Extracted text:

== Segment start ==

Is Cheese on its way to the “Superfood” Category?


When you think of a superfood, you think of food and drink items such as green tea, turmeric, acai, matcha, blueberries for example. A new study is leaning towards adding cheese to that list.

Two researchers at the University of Korea Ji Youn Yoo and Sung Soo Kim have conducted a study that has found that cheese has a whole lot of health benefits that may allow it to be categorized as a superfood.

Before you whip our your cheeseboard and schedule a cheese soiree though, do note that this finding relates to only one kind of cheese. Swiss cheese.

According to their findings, Swiss cheese contains a probiotic called Propionibacterium freudenreichii. In the production of Emmental cheese, this probiotic is responsible for its nutty and sweet flavor. It also is responsible for producing carbon dioxide that results in the formation of holes in the cheese known as eyes.

In the study, worms were used as test subjects, and the probiotic was found to boost the worm’s longevity. Scientific Reports indicate that humans would have a similar reaction to the inclusion of this probiotic in their diets as did the worms.

The health benefits of Propionibacterium freudenreichii that have contributed to swiss cheese being slated as a superfood include.

  • Anti-inflammatory properties that have been shown to be effective in the treatment of Inflammatory Bowel Disease (IBD).
  • Helps relieve constipation.
  • Binds toxins such as cadmium and lead.
  • Kills human gastric cancer cells and enhances the cytotoxicity of camptothecin, a drug used in gastric cancer chemotherapy.
  • Lowering blood cholesterol levels and improves blood sugar control.

== Segment end ==

Data shown:

== Segment start ==

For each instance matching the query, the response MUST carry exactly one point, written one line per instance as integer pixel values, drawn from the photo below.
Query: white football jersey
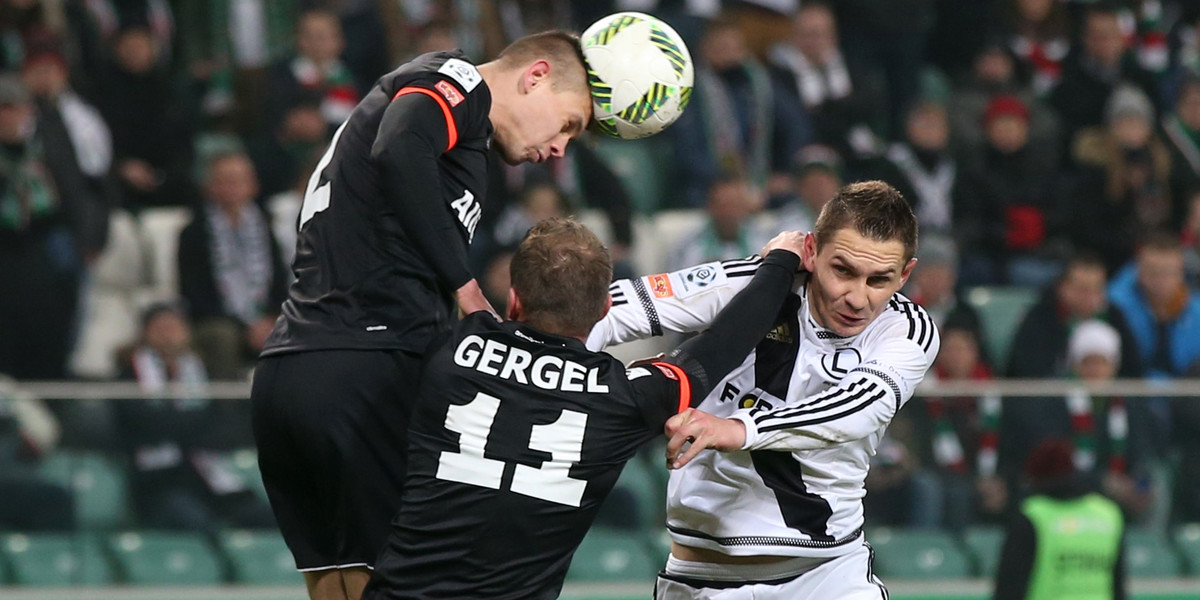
(815, 406)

== Segment end ==

In the text about cheese as a possible superfood, what does the probiotic Propionibacterium freudenreichii produce that forms the holes in Emmental cheese, and what are those holes called?

It produces carbon dioxide, and the holes are called eyes.